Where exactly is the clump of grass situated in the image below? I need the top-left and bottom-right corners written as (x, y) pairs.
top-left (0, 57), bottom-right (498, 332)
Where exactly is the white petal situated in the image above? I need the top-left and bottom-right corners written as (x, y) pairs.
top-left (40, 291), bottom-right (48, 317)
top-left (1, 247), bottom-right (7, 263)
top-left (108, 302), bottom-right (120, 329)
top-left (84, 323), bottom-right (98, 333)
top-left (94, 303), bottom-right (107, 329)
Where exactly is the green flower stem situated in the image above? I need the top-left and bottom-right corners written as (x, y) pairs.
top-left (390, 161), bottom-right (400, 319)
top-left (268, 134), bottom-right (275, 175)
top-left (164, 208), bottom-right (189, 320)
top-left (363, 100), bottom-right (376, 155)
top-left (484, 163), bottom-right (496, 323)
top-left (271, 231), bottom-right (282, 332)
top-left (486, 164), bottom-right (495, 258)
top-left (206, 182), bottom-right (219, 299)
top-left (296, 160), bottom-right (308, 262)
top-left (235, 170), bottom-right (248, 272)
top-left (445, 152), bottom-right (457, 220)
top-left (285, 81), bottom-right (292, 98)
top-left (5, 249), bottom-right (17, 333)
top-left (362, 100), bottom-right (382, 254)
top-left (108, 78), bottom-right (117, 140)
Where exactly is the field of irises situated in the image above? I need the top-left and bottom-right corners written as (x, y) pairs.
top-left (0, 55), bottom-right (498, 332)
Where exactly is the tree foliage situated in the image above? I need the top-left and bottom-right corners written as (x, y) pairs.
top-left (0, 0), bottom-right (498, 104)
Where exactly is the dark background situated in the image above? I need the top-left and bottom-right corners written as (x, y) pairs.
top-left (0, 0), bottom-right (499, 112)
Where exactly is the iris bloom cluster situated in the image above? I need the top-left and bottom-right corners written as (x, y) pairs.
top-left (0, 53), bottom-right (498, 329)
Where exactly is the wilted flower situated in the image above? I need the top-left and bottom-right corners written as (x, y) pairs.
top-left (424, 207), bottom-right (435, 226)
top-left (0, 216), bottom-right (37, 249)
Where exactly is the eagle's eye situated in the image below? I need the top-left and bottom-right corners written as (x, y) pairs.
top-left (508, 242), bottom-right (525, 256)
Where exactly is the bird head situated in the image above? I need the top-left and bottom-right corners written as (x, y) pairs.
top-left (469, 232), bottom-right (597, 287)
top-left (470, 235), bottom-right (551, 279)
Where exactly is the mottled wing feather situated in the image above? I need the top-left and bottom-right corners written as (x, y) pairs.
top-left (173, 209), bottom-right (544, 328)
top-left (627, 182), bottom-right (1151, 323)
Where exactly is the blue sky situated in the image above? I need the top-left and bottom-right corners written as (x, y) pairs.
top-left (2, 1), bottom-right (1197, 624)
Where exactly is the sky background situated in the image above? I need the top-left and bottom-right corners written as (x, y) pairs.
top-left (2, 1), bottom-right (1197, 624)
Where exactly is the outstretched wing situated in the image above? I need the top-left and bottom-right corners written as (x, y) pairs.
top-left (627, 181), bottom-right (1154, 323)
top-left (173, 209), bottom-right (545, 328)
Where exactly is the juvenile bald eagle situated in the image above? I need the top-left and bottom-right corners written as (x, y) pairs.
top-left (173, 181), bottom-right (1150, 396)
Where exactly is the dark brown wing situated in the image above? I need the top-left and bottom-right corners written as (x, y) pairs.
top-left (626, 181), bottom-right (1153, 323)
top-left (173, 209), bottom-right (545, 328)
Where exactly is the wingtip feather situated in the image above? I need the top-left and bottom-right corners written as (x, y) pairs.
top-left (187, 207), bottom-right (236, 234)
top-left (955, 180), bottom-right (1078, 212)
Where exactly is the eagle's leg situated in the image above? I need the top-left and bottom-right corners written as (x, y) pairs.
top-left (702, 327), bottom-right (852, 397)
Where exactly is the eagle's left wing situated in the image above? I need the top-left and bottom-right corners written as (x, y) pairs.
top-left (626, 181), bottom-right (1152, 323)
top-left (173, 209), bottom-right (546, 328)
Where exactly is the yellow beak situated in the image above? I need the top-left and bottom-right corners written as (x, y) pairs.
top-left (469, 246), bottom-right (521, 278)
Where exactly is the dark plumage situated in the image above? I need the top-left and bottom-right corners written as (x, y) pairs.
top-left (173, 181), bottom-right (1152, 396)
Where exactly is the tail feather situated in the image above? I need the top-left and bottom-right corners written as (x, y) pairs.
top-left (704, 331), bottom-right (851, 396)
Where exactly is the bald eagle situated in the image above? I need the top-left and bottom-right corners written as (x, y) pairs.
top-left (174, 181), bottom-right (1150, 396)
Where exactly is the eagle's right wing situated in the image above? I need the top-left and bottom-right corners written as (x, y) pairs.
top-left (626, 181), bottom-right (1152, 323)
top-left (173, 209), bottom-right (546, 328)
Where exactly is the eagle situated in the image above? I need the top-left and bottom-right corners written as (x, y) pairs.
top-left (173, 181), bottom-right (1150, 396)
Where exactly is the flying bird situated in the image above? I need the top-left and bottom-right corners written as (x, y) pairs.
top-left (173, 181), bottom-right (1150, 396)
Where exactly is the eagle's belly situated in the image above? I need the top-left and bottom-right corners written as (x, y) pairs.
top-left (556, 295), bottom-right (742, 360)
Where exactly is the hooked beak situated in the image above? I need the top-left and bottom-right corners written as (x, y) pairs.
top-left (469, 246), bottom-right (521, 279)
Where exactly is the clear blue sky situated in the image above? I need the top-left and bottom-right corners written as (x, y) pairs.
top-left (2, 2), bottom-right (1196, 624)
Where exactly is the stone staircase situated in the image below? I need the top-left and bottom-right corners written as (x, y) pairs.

_TASK_
The answer must be the full data, repeated word for word.

_EXERCISE SOLUTION_
Where exactly is the clump of grass situated in the image below? I need the top-left and bottom-right corners written as (x, y) pairs.
top-left (0, 57), bottom-right (498, 332)
Where exactly is the white petal situated in the image above? I need the top-left and bottom-right corners written as (x, y) pairs.
top-left (40, 291), bottom-right (48, 317)
top-left (1, 247), bottom-right (7, 263)
top-left (108, 302), bottom-right (120, 329)
top-left (84, 323), bottom-right (98, 333)
top-left (94, 303), bottom-right (107, 329)
Where exactly is the green flower stem situated in the image above? I need the top-left and bottom-right corners written as (x, y) pairs.
top-left (390, 161), bottom-right (400, 319)
top-left (268, 134), bottom-right (275, 175)
top-left (164, 208), bottom-right (189, 320)
top-left (363, 100), bottom-right (376, 155)
top-left (484, 163), bottom-right (496, 323)
top-left (271, 231), bottom-right (282, 332)
top-left (486, 164), bottom-right (495, 258)
top-left (206, 182), bottom-right (219, 299)
top-left (296, 160), bottom-right (308, 262)
top-left (235, 170), bottom-right (248, 272)
top-left (445, 152), bottom-right (457, 220)
top-left (285, 81), bottom-right (292, 98)
top-left (5, 249), bottom-right (17, 333)
top-left (362, 100), bottom-right (382, 254)
top-left (108, 78), bottom-right (117, 140)
Where exactly is the field of irises situated in the image above? I need the top-left and bottom-right corners written as (x, y) pairs.
top-left (0, 55), bottom-right (498, 332)
Where exactly is the tree foliage situated in the image above? I need the top-left and bottom-right corners written as (x, y) pairs.
top-left (0, 0), bottom-right (498, 104)
Where exactly is the dark background situated in the image above? I need the top-left and bottom-right corners written as (x, y) pairs.
top-left (0, 0), bottom-right (499, 112)
Where exactly is the iris bloom cluster situated in the image above? I need the top-left and bottom-right corners written as (x, y) pairs.
top-left (0, 53), bottom-right (498, 329)
Where exactly is the wilted flower situated in the image above? I need the top-left and bottom-right corners written as (x, y) pairs.
top-left (424, 207), bottom-right (435, 226)
top-left (0, 216), bottom-right (37, 249)
Where exactly is the eagle's eye situated in the image below? I need the top-left and bottom-right corners written as (x, y) pairs.
top-left (508, 242), bottom-right (525, 256)
Where exactly is the bird head situated in the image above? I need the top-left and bottom-right corners written as (x, y) pairs.
top-left (469, 232), bottom-right (597, 287)
top-left (470, 235), bottom-right (551, 279)
Where exactly is the mottled wing feather situated in the image above? I need the top-left and bottom-right corners written as (x, y) pairs.
top-left (173, 209), bottom-right (544, 328)
top-left (627, 182), bottom-right (1151, 323)
Where exactly is the blue sky situated in the image above? I need the top-left and bottom-right corners written as (x, y) pairs.
top-left (2, 1), bottom-right (1197, 624)
Where exactly is the sky background situated in the image above? I need the top-left and bottom-right corners written as (x, y) pairs.
top-left (2, 1), bottom-right (1197, 624)
Where exactly is the outstretched wing situated in the image above? I need the top-left and bottom-right corners written as (x, y) pairs.
top-left (627, 181), bottom-right (1154, 323)
top-left (173, 209), bottom-right (545, 328)
Where exactly is the juvenile bald eagle situated in the image above? I need the top-left and bottom-right corners written as (x, y) pairs.
top-left (173, 181), bottom-right (1150, 396)
Where exactly is the dark brown wing situated in the image above? I need the top-left and bottom-right corners written as (x, y) pairs.
top-left (626, 181), bottom-right (1153, 323)
top-left (173, 209), bottom-right (545, 328)
Where exactly is the wingtip feather situated in the image above? I need the top-left and bottom-right corners written as (x, y) pairs.
top-left (187, 207), bottom-right (236, 234)
top-left (955, 180), bottom-right (1078, 212)
Where exactly is the eagle's leg situated in the image above? I need the top-left and bottom-right corners written as (x, y) pairs.
top-left (702, 327), bottom-right (852, 397)
Where exactly is the eagle's left wing situated in the image above? I need the top-left and bottom-right corners written as (x, y) pairs.
top-left (626, 181), bottom-right (1152, 323)
top-left (173, 209), bottom-right (546, 328)
Where exactly is the yellow beak situated in the image above? I need the top-left and bottom-right corners written as (x, y) pairs.
top-left (469, 246), bottom-right (521, 278)
Where exactly is the dark plumage situated in the image above? I need the top-left and bottom-right corners written as (x, y) pairs.
top-left (173, 181), bottom-right (1152, 396)
Where exactly is the tail feather situated in the image above? I need the top-left and bottom-right corners written as (x, y) pairs.
top-left (704, 331), bottom-right (851, 396)
Where exactly is the bald eagle situated in the image above? I need the top-left and bottom-right corners written as (x, y) pairs.
top-left (174, 181), bottom-right (1150, 396)
Where exactly is the eagle's right wing situated in the image above? I need the top-left and bottom-right corners written as (x, y) pairs.
top-left (626, 181), bottom-right (1152, 323)
top-left (173, 209), bottom-right (546, 328)
Where exactly is the eagle situated in the image above? I need the top-left and bottom-right corners written as (x, y) pairs.
top-left (173, 181), bottom-right (1150, 396)
Where exactly is the flying bird situated in the image above? I need the top-left and bottom-right corners written as (x, y) pairs.
top-left (173, 181), bottom-right (1150, 396)
Where exactly is the eagle's belly situated in the image above? I need the top-left and bottom-right corners written as (x, y) pairs.
top-left (556, 295), bottom-right (742, 360)
Where exactly is the hooked beak situated in the image above? I need the top-left and bottom-right corners written as (x, y) pairs.
top-left (469, 246), bottom-right (521, 279)
Where exactly is the clear blue sky situated in the image above? I need the top-left and bottom-right corners written as (x, y) pairs.
top-left (2, 2), bottom-right (1196, 624)
Where exactly is the stone staircase situated in the image below? I need the top-left and bottom-right corners written as (x, y) pairs.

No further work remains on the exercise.